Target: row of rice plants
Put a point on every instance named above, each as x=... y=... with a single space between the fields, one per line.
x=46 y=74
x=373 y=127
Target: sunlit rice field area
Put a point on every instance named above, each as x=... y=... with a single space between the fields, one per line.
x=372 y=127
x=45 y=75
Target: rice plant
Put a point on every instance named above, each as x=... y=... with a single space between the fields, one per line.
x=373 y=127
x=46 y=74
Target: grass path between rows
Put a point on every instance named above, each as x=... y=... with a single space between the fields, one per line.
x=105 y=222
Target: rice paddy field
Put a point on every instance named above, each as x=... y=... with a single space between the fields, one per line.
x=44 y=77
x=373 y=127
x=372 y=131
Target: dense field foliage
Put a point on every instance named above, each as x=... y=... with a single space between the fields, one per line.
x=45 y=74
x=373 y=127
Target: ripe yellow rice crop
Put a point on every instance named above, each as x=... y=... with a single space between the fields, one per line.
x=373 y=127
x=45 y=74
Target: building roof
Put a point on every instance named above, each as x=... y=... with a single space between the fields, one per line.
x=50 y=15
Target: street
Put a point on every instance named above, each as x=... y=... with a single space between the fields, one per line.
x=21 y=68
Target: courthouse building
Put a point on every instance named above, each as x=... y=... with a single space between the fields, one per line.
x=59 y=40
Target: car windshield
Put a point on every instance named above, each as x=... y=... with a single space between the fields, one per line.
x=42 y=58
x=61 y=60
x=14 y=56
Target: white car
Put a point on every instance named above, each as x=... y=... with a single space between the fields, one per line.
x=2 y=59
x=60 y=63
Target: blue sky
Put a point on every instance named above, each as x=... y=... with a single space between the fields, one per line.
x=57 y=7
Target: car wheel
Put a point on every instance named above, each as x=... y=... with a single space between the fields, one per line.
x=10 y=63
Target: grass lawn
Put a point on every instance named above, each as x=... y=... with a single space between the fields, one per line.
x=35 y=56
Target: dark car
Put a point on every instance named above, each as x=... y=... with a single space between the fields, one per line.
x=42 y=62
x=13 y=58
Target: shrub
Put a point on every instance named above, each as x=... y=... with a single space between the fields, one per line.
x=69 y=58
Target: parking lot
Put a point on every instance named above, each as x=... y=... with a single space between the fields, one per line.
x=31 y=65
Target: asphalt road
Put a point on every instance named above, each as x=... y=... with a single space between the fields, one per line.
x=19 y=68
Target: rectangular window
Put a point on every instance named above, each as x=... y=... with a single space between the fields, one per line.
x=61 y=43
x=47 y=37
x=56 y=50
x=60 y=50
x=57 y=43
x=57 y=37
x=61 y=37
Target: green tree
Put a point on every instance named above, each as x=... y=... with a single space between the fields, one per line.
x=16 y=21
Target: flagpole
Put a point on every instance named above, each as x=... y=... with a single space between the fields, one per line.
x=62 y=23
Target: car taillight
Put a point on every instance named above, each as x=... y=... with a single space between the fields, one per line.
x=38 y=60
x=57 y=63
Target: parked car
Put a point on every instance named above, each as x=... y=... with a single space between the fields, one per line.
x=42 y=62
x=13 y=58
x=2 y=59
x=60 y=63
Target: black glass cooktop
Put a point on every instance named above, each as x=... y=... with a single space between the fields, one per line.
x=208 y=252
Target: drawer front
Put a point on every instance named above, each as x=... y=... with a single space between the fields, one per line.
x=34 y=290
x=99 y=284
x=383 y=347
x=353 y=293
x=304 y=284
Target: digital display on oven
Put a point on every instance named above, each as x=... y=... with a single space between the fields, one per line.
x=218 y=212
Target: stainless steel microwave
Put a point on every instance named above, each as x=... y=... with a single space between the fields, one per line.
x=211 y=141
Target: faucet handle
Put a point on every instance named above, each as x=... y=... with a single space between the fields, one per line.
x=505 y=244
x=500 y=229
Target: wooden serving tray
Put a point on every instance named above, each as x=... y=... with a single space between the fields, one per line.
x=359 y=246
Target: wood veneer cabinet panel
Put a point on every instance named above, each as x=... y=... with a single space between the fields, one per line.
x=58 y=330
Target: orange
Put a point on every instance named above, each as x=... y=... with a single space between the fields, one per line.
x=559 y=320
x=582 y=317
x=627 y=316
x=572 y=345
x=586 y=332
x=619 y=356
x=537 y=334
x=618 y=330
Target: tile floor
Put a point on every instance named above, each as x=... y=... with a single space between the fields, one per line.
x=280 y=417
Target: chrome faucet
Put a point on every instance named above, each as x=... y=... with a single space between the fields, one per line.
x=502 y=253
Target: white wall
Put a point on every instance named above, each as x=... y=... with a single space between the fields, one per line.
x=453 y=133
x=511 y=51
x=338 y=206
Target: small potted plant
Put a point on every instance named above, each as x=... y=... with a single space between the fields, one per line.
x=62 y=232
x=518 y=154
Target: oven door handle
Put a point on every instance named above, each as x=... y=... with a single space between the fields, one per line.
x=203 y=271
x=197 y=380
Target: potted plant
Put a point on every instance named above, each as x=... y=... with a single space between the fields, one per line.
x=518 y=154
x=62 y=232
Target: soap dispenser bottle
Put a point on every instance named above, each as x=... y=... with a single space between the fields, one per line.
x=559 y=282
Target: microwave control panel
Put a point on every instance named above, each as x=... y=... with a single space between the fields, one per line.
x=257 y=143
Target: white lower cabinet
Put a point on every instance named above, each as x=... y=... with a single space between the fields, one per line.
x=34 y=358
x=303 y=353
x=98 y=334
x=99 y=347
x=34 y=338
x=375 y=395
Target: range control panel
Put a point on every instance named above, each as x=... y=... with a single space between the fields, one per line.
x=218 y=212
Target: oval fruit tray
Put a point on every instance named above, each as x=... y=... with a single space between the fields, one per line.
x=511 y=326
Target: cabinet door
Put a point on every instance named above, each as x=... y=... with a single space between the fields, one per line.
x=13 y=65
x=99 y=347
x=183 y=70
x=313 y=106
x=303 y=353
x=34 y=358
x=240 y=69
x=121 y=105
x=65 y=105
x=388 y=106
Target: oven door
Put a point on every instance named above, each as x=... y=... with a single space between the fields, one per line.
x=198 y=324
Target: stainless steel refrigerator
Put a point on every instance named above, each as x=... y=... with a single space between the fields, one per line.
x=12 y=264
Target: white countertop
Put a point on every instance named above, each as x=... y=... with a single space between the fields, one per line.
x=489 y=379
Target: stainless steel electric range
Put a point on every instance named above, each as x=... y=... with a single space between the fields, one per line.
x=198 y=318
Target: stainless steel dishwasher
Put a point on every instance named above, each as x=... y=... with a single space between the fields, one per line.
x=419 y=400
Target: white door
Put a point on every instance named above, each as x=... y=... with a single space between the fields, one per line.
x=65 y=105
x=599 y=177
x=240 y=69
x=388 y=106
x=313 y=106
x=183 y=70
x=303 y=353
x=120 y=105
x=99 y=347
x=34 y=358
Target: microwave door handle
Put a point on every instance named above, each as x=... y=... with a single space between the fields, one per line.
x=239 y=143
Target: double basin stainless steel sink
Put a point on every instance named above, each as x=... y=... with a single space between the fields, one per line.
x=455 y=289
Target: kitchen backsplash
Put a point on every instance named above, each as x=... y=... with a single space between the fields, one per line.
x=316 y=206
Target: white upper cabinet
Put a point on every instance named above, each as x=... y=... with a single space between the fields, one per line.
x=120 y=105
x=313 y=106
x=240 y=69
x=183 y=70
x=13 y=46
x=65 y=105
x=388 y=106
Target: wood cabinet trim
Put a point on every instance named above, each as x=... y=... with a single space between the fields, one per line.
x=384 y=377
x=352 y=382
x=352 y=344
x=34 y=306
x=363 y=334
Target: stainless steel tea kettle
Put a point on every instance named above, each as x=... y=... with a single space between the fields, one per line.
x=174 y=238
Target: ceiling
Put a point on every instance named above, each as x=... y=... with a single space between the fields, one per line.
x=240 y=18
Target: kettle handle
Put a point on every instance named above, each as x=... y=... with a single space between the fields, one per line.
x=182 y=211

━━━━━━━━━━━━━━━━

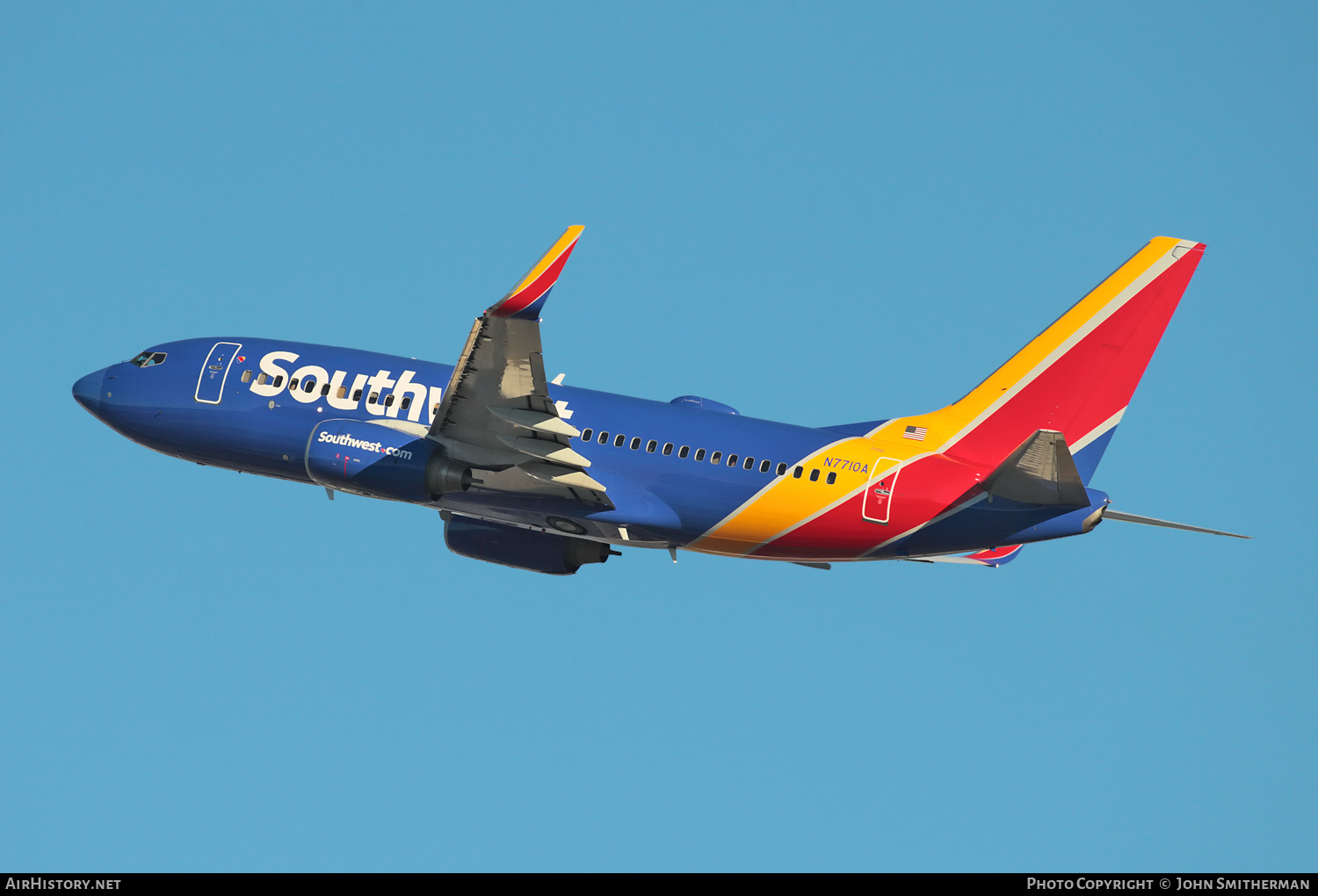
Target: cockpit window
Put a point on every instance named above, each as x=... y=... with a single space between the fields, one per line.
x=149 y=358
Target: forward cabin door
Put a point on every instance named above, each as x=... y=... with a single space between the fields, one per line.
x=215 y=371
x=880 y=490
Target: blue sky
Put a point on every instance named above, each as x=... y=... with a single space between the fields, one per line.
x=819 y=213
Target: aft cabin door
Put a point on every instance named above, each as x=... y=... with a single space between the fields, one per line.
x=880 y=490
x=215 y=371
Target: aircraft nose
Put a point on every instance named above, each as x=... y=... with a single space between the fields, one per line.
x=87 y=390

━━━━━━━━━━━━━━━━

Copy the lines above without any change, beginning with the line that contains "Target: oval fruit tray" and ending with the line that contains "x=455 y=289", both included.

→ Task answer
Target: oval fruit tray
Put a point on every instance named above, each as x=... y=... with a single space between the fields, one per line.
x=511 y=326
Target: cabinet door
Put a point on every instance named above, each as x=... y=... with a single space between the fields, one per line.
x=13 y=65
x=99 y=347
x=183 y=70
x=313 y=106
x=303 y=353
x=34 y=358
x=240 y=69
x=121 y=105
x=65 y=105
x=388 y=106
Target: oven door
Put a point on every instance named above, each as x=... y=... with a single space between the fields, one per line.
x=198 y=324
Target: stainless steel refrigerator
Put a point on every instance named above, each as x=... y=... with a single space between the fields, one per line.
x=12 y=264
Target: white countertop
Put a point on every instance named above, each as x=... y=... with a single space between the fields, one per line.
x=489 y=379
Target: stainless steel electric range
Put a point on every instance named above, each as x=... y=... with a single space between the fields, one per line.
x=198 y=318
Target: stainless steel dishwasher
Put a point on every instance named above, each as x=... y=... with a single space between the fields, one per line.
x=419 y=400
Target: white door
Put a point on every instance named above, each as x=... y=... with a single space between the fields, one per line.
x=65 y=105
x=599 y=177
x=240 y=69
x=388 y=106
x=313 y=106
x=183 y=70
x=303 y=353
x=120 y=105
x=99 y=347
x=34 y=358
Target: microwave door handle
Put a point on every instance named above, each as x=... y=... with a single space between the fields, one per line.
x=239 y=143
Target: double basin stainless steel sink
Put a point on every instance named above, each as x=... y=... with a single space between the fields, one per line.
x=455 y=289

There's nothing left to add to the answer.